> [Description of the task] Exact repetition of the data is the whole task.

START Data for this exercise

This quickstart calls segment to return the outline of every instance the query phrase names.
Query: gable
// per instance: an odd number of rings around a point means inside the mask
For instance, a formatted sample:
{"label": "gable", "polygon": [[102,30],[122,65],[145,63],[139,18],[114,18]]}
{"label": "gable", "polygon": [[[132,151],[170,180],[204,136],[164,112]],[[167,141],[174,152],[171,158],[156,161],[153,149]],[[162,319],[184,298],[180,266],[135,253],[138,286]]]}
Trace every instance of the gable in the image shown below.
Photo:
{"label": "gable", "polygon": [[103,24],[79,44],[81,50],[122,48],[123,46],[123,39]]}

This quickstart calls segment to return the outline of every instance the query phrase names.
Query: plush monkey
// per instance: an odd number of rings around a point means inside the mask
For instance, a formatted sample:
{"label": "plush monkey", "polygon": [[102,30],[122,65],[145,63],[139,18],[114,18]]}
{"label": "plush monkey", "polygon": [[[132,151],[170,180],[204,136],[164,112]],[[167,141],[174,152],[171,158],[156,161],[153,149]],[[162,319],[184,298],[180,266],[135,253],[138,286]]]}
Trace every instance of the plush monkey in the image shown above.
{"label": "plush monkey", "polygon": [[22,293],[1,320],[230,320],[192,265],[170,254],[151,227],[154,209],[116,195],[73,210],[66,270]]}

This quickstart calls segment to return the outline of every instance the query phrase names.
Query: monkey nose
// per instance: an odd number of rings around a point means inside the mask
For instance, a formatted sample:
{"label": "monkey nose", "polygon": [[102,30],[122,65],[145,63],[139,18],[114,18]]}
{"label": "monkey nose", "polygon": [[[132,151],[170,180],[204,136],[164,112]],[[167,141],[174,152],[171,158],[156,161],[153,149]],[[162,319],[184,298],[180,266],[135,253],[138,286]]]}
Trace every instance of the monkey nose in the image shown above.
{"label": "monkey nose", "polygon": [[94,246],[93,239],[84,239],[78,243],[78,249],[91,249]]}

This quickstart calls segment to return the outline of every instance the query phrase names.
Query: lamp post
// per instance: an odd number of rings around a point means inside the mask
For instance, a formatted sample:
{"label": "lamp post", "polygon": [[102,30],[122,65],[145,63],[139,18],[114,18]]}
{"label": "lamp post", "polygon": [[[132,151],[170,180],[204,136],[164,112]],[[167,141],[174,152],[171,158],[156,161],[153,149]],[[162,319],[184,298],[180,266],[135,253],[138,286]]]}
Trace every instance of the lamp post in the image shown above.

END Data for this exercise

> [Reply to the task]
This quickstart calls segment to return the outline of every instance the query phrase names.
Query: gable
// per instance: an odd number of rings around a point means inside the mask
For instance, a formatted sample:
{"label": "gable", "polygon": [[102,30],[122,65],[145,63],[139,18],[114,18]]}
{"label": "gable", "polygon": [[[132,151],[170,180],[204,136],[164,112]],[[167,141],[174,152],[171,158],[156,161],[153,149]],[[162,319],[184,298],[180,266],[135,253],[138,286]]]}
Trace every instance of the gable in the image shown below.
Photo:
{"label": "gable", "polygon": [[103,24],[79,44],[81,50],[122,48],[123,46],[123,39]]}

This quickstart calls segment to return the outline of every instance the query phrase names.
Query: plush monkey
// per instance: an odd number of rings around a point means inside the mask
For instance, a formatted sample:
{"label": "plush monkey", "polygon": [[102,30],[122,65],[145,63],[139,18],[114,18]]}
{"label": "plush monkey", "polygon": [[[132,151],[170,180],[204,136],[164,112]],[[167,141],[174,152],[171,158],[156,161],[153,149]],[[162,319],[184,298],[180,266],[135,253],[138,286]]]}
Trace every instance of the plush monkey in the image shown above.
{"label": "plush monkey", "polygon": [[22,293],[1,320],[230,320],[192,265],[170,254],[151,227],[154,209],[116,195],[73,210],[66,270]]}

This quickstart calls segment to return the outline of every instance the query phrase names.
Query: monkey nose
// per instance: an odd number of rings around a point means inside the mask
For instance, a formatted sample:
{"label": "monkey nose", "polygon": [[102,30],[122,65],[145,63],[139,18],[114,18]]}
{"label": "monkey nose", "polygon": [[[132,151],[170,180],[204,136],[164,112]],[[167,141],[174,152],[171,158],[156,161],[153,149]],[[162,319],[184,298],[180,266],[135,253],[138,286]]]}
Trace every instance of the monkey nose in the image shown above.
{"label": "monkey nose", "polygon": [[94,246],[93,239],[84,239],[78,243],[78,249],[91,249]]}

This quickstart calls segment to return the outline of every instance the query phrase names.
Query: lamp post
// per instance: an odd number of rings around a point means inside the mask
For instance, a formatted sample:
{"label": "lamp post", "polygon": [[102,30],[122,65],[145,63],[139,18],[114,18]]}
{"label": "lamp post", "polygon": [[[132,151],[170,180],[204,136],[164,112]],[[167,141],[174,152],[171,158],[156,161],[153,149]],[[162,319],[184,298],[180,266],[135,253],[138,286]]]}
Trace every instance of the lamp post in the image shown above.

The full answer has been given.